┌─ EXERCISE INPUT

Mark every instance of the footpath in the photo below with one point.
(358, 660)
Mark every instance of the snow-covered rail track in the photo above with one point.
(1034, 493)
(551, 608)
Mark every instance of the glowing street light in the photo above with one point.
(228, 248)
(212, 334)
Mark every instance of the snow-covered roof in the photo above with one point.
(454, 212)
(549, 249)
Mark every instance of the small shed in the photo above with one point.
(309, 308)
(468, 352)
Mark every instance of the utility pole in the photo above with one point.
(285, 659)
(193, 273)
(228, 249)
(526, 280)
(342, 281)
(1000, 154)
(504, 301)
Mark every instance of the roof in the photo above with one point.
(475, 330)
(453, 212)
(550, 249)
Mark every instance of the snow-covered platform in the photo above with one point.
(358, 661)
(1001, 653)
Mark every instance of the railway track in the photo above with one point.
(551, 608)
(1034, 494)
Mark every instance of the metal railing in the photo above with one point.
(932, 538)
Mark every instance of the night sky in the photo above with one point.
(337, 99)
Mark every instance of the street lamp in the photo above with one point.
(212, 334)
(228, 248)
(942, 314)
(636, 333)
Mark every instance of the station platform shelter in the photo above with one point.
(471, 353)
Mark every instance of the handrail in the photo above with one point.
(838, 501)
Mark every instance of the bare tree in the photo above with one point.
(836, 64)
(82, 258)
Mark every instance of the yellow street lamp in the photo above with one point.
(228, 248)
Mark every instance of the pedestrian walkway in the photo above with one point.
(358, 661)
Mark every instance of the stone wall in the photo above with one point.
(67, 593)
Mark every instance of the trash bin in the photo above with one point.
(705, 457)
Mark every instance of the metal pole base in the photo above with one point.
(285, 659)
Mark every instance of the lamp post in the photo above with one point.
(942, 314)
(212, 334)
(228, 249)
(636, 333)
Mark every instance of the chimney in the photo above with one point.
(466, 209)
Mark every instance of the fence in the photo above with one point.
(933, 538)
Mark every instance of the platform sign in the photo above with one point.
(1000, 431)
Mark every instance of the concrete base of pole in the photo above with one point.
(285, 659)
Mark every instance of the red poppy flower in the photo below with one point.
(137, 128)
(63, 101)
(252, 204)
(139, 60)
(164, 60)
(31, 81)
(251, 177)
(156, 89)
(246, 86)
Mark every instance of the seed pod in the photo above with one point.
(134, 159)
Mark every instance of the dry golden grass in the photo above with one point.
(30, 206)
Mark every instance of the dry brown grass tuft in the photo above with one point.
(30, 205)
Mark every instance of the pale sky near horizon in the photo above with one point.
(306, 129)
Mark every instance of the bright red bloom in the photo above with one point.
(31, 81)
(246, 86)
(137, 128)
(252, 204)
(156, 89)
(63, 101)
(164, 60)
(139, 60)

└─
┌─ EXERCISE INPUT

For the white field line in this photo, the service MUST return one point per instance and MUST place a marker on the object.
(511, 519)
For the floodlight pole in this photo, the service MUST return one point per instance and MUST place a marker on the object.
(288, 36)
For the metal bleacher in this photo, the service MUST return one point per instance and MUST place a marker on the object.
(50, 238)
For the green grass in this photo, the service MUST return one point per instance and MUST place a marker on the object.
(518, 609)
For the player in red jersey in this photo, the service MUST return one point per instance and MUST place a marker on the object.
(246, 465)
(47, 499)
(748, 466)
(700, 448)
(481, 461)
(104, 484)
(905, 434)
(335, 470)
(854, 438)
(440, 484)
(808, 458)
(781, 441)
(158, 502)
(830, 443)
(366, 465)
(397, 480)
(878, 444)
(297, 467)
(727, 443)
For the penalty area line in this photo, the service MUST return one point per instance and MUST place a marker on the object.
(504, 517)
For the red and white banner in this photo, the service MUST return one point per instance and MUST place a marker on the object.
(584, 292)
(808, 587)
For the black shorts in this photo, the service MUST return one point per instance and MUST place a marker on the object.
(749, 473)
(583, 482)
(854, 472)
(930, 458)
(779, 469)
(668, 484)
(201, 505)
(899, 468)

└─

SET PROBLEM. Pull out every line of the entries above that contains the string "roof". Case counts, so match capital and lowercase letters exactly.

THE RESPONSE.
Mark every instance of the snow-covered roof in the photo above with one point.
Mark every instance of the roof in the photo above with one point.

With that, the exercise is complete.